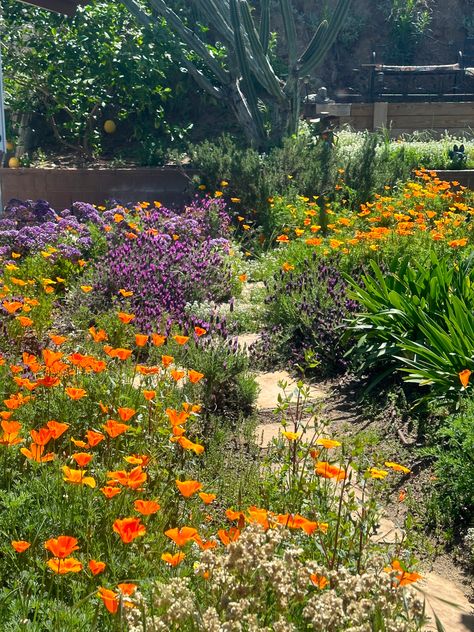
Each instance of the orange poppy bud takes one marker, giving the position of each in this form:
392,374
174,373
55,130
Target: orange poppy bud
62,546
194,376
96,567
126,318
75,393
188,488
146,507
126,413
141,340
181,340
181,536
173,559
64,566
20,546
129,529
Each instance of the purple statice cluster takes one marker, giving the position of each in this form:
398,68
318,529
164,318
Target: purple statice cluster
307,310
173,261
29,227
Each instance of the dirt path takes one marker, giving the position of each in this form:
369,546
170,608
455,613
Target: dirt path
447,597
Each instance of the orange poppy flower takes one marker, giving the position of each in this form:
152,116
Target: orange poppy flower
397,467
58,340
188,488
464,377
376,473
94,438
181,340
328,443
114,428
137,459
167,360
327,470
24,321
181,536
82,458
127,589
133,479
146,507
20,546
129,529
126,318
120,353
109,598
158,340
176,418
147,370
97,336
57,428
319,580
75,393
177,375
110,492
62,546
64,566
12,306
403,577
231,535
79,444
96,567
76,477
41,436
49,381
194,376
126,413
141,340
186,444
35,453
205,546
173,559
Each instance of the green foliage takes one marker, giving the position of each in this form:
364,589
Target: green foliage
77,72
243,75
409,21
417,318
452,503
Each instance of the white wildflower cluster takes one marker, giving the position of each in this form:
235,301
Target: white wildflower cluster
261,583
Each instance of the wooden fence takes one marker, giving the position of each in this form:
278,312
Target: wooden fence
402,118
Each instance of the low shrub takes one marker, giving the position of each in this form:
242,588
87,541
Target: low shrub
451,505
306,310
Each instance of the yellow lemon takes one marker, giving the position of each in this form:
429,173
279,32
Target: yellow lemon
110,127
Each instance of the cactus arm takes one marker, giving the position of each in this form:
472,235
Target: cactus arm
328,38
216,15
201,79
265,25
267,76
191,39
290,31
137,13
250,98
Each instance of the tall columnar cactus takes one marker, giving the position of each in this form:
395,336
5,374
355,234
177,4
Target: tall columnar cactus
247,81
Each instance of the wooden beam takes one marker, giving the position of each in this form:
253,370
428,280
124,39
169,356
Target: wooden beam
59,6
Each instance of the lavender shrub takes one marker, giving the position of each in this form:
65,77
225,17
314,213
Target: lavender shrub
306,312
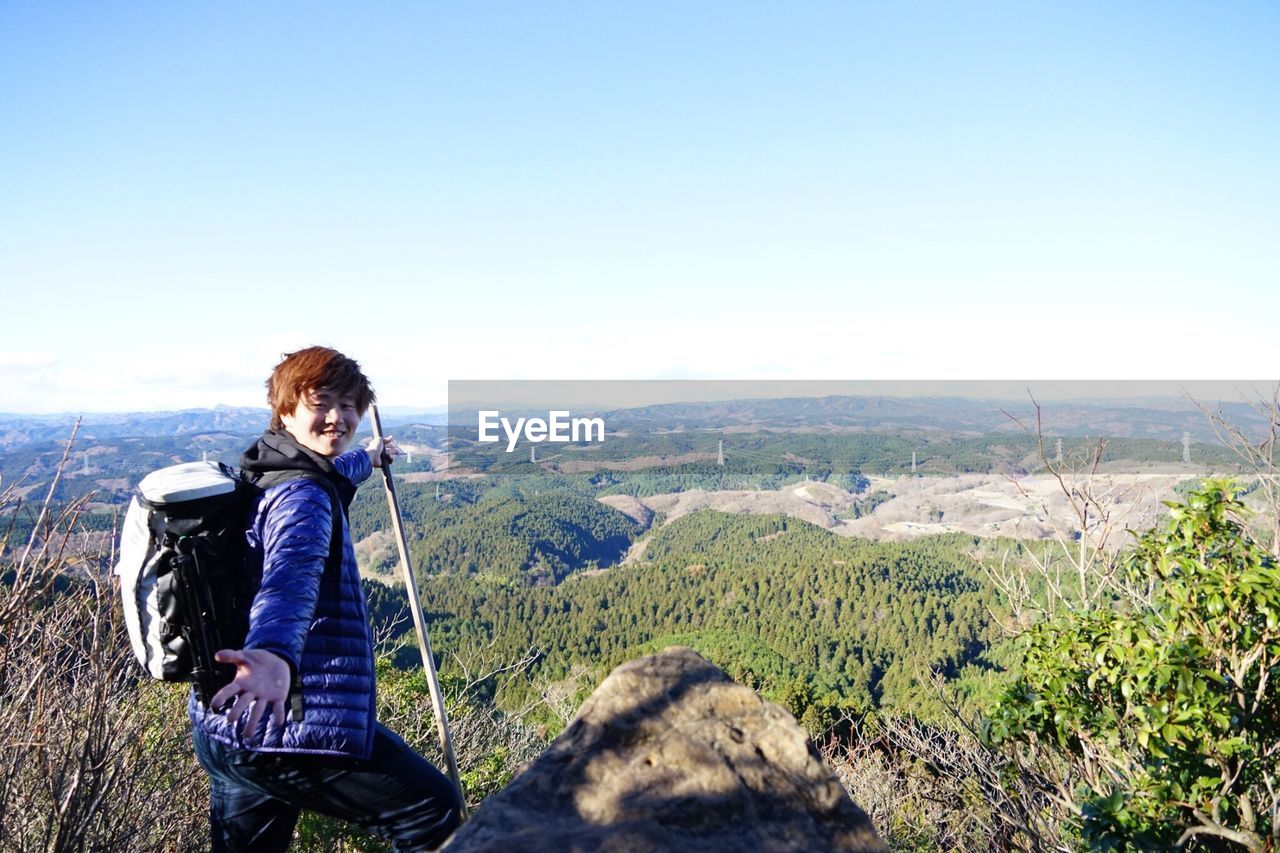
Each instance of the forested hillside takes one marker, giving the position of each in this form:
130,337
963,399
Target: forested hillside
804,615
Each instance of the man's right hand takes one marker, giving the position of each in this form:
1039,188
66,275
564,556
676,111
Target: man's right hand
261,683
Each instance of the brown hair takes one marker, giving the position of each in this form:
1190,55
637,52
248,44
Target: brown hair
315,369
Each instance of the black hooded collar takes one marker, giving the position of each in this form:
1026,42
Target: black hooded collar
278,451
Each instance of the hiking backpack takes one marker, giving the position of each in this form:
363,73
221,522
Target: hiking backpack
184,584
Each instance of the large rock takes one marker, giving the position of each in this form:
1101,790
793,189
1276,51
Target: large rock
671,755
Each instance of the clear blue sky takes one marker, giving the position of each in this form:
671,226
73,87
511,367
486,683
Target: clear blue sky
604,190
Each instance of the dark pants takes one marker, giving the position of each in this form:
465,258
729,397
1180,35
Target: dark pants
396,793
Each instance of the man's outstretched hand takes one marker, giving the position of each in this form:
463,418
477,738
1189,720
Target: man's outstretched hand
261,683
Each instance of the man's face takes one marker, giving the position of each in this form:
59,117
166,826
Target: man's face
324,422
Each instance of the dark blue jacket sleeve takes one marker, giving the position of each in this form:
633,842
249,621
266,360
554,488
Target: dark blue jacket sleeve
353,465
296,534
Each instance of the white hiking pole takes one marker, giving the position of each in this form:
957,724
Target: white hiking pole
415,605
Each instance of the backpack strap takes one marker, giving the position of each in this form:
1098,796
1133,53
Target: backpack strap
334,559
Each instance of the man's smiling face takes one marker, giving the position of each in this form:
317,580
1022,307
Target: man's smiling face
323,422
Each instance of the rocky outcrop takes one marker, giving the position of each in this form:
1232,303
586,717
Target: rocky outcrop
672,755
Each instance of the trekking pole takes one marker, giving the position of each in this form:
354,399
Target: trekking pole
415,605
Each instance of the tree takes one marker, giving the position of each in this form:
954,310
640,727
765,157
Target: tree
1159,716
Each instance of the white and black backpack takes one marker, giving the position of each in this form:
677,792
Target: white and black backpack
184,584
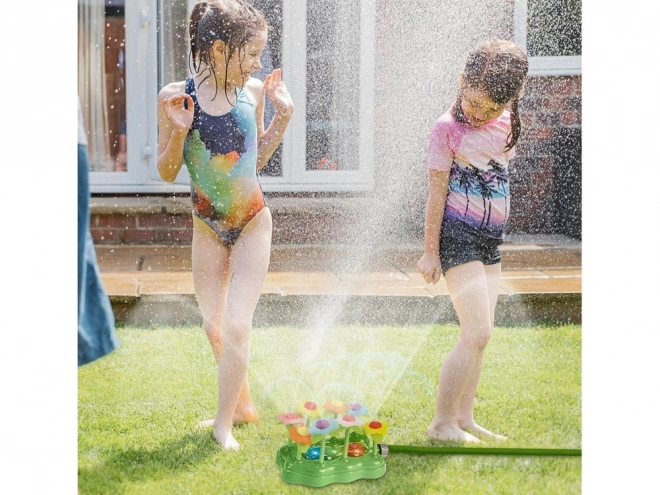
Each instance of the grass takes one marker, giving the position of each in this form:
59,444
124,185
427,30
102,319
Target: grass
139,406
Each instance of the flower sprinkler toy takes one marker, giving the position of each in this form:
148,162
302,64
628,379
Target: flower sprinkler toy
332,444
336,444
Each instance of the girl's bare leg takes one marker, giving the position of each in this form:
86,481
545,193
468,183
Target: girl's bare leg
469,290
249,263
465,413
210,266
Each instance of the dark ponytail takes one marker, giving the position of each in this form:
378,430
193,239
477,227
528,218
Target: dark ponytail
196,15
233,22
512,139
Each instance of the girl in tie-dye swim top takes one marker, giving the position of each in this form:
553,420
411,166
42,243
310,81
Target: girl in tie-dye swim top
469,150
214,122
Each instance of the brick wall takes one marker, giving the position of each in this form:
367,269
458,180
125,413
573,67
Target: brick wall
550,107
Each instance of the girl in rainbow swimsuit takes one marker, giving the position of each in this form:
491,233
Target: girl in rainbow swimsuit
215,122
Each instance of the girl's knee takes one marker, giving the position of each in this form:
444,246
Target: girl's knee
477,339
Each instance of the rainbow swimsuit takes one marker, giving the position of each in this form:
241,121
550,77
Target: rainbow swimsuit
221,155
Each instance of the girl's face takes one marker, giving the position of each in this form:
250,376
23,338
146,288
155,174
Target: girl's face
478,107
243,62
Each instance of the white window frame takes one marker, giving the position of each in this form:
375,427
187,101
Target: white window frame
542,66
142,68
295,177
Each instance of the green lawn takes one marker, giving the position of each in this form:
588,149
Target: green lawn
139,406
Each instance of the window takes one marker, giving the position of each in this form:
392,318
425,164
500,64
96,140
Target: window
551,34
327,54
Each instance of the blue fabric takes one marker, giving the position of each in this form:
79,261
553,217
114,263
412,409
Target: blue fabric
96,322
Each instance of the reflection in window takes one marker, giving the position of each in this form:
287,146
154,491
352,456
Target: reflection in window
554,28
333,84
102,81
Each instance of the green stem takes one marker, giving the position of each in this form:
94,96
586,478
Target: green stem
412,449
347,440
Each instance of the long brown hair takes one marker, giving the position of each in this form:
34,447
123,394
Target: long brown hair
499,68
234,22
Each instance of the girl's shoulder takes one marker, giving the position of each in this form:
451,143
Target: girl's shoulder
171,89
445,123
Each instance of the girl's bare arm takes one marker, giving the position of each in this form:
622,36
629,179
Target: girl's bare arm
274,87
174,120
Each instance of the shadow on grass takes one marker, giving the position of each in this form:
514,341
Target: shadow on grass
132,464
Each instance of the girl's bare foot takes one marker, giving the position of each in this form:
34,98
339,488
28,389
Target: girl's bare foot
473,427
245,415
449,432
248,415
224,437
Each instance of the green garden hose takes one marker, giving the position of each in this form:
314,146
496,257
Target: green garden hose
385,450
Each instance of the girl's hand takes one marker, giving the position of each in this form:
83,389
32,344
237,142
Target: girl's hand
429,267
277,93
180,117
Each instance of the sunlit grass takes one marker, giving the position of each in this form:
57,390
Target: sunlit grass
139,406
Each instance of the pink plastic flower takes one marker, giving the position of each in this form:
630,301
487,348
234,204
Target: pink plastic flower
348,420
336,406
308,408
357,409
300,435
375,428
291,419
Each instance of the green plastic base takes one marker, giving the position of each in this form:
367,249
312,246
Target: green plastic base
334,470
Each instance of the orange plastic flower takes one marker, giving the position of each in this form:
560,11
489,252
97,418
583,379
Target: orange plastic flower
375,428
290,419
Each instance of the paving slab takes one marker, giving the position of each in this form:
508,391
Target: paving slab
152,285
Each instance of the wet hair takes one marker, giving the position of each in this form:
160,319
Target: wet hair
234,22
499,68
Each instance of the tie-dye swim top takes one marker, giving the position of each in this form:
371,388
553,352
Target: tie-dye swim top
221,155
477,203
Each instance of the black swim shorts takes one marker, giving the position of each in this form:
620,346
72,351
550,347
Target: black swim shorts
455,251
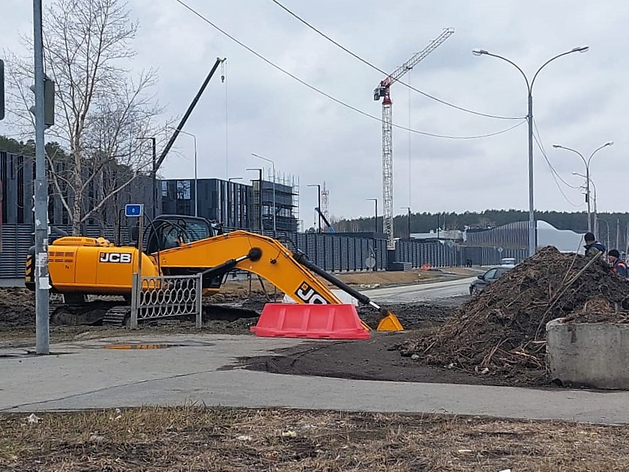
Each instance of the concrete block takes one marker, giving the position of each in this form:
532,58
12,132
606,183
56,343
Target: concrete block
588,354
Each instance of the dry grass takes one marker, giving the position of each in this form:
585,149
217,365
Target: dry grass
194,438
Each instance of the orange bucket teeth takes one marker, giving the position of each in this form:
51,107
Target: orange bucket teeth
390,323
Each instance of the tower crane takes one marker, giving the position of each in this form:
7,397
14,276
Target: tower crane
382,91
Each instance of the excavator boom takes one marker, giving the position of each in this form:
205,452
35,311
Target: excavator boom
82,266
276,263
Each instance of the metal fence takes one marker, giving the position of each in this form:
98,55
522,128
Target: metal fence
171,296
332,252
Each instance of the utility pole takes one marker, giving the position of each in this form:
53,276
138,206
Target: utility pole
153,174
259,215
42,280
318,204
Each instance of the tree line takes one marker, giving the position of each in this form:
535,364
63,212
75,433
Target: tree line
487,219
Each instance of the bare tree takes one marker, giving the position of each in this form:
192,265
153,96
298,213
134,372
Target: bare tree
101,109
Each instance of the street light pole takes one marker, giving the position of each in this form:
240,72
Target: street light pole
42,276
274,208
607,224
587,173
196,179
529,117
318,203
261,228
408,221
595,224
153,173
375,200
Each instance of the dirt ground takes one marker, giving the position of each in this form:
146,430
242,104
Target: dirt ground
237,307
200,439
196,438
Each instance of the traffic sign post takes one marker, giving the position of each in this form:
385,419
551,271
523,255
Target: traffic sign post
133,209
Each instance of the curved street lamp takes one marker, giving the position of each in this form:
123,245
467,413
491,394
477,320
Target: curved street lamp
587,173
274,208
529,117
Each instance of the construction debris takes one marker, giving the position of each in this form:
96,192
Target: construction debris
502,331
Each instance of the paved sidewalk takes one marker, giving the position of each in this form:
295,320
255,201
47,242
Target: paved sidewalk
204,369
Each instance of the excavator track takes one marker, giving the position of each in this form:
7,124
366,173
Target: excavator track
91,313
117,316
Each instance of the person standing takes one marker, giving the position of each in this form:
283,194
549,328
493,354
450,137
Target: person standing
618,266
592,246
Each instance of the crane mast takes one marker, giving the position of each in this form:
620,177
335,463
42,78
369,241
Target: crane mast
382,91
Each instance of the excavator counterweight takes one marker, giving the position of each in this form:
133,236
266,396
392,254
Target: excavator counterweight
186,245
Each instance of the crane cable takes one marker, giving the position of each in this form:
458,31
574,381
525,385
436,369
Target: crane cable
386,74
553,172
336,100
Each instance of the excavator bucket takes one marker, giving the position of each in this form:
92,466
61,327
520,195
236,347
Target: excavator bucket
390,323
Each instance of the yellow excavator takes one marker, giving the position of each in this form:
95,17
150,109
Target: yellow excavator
185,245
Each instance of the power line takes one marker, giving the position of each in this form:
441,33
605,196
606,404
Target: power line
541,147
330,97
386,74
553,172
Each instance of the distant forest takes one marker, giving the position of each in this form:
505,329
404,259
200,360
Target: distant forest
425,222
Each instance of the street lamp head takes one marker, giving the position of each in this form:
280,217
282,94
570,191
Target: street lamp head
479,52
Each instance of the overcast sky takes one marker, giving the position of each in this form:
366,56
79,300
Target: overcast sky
580,100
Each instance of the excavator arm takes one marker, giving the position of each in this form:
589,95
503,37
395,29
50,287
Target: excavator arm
268,258
274,262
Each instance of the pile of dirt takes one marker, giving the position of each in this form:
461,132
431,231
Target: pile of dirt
502,331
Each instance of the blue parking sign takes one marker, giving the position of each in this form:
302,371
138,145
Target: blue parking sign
133,209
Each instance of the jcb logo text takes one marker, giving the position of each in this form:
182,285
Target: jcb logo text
308,295
115,257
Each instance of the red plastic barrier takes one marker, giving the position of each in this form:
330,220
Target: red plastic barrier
310,321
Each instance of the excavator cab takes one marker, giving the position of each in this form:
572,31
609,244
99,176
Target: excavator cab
169,231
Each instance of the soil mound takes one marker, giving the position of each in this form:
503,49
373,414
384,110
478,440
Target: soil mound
502,331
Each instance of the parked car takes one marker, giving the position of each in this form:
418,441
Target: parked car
488,277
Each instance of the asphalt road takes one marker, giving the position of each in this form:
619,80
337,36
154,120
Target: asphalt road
421,292
204,369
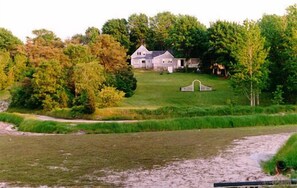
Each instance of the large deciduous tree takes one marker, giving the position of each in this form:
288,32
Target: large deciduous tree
290,67
138,27
250,72
281,37
223,38
110,54
160,26
188,37
118,28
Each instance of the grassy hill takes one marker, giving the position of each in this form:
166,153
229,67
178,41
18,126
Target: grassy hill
155,90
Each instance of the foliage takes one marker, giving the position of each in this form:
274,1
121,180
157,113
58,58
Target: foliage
109,97
85,103
160,25
88,76
37,126
110,54
124,81
287,154
278,95
138,25
118,28
47,83
204,122
187,37
11,118
280,32
250,71
8,41
177,112
224,37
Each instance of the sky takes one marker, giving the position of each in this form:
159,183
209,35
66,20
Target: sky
69,17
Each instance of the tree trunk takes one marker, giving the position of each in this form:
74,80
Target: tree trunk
258,99
252,98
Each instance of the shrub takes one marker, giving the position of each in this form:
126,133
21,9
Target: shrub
11,118
109,97
287,154
278,95
38,126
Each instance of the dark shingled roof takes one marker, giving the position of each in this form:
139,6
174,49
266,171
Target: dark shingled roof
157,53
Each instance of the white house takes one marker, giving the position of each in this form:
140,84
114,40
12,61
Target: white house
159,60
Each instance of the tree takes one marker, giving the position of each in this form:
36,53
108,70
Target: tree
110,97
160,26
290,67
223,37
47,84
138,26
273,29
118,28
250,70
110,54
88,77
281,37
188,37
91,35
8,41
123,80
44,46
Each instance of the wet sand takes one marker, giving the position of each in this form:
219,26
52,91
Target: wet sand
239,162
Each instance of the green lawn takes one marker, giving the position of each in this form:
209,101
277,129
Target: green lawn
70,160
155,90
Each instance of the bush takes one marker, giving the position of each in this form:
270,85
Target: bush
11,118
109,97
38,126
287,154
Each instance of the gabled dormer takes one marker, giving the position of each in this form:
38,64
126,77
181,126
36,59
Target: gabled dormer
140,52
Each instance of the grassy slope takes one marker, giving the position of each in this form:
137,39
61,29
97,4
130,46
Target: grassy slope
155,90
287,154
72,159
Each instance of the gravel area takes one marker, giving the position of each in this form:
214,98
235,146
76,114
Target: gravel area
240,162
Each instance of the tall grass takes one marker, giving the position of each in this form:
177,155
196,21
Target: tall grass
204,122
38,126
190,123
287,154
175,112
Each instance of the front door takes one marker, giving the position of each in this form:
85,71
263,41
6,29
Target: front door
143,64
182,63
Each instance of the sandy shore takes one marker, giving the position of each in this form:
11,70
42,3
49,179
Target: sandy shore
240,162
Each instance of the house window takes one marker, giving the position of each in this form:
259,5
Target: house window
167,60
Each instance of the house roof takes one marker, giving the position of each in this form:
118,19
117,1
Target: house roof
149,54
157,53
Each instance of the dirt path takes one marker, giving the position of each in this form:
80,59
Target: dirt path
8,129
240,162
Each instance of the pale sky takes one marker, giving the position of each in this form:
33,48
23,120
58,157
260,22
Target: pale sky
69,17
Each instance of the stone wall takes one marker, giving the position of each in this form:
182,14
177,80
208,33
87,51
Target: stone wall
3,105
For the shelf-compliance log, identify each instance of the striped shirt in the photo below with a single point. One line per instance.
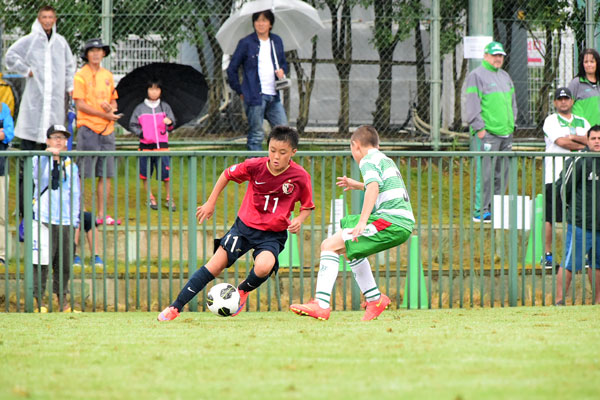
(393, 203)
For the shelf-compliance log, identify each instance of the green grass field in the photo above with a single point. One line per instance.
(527, 353)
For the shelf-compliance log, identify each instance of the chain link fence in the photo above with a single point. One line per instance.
(371, 63)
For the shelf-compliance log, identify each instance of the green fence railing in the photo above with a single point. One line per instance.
(151, 254)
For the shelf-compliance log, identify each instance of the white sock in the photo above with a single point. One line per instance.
(364, 278)
(328, 270)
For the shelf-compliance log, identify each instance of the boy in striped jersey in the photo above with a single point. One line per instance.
(386, 221)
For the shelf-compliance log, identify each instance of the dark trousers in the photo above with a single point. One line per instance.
(60, 270)
(26, 145)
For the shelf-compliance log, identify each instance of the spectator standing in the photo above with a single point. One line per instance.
(151, 120)
(580, 190)
(7, 133)
(491, 114)
(96, 101)
(45, 59)
(56, 207)
(564, 132)
(585, 89)
(261, 57)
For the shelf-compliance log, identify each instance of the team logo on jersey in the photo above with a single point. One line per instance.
(288, 187)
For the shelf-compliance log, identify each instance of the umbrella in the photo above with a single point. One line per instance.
(295, 22)
(183, 87)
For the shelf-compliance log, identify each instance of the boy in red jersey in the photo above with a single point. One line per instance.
(276, 183)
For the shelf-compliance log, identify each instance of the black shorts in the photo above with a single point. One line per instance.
(242, 238)
(551, 201)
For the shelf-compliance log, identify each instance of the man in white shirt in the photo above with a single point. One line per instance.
(564, 132)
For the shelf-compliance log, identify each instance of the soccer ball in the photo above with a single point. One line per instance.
(223, 299)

-------------------------

What you are asked to do: Print nothing but the lines from the line with "For the shelf-compliance log, identify each instance of the man" to the last line of the records above. Both of those lines count.

Final answer:
For the shelf-compliance log, identify each instance of the man in white shirt in the photo above with a single point. One line per instance.
(564, 132)
For the shelf-compliance log, identify each instance of the soccer ball in the photo above with a single point. One line per instance.
(223, 299)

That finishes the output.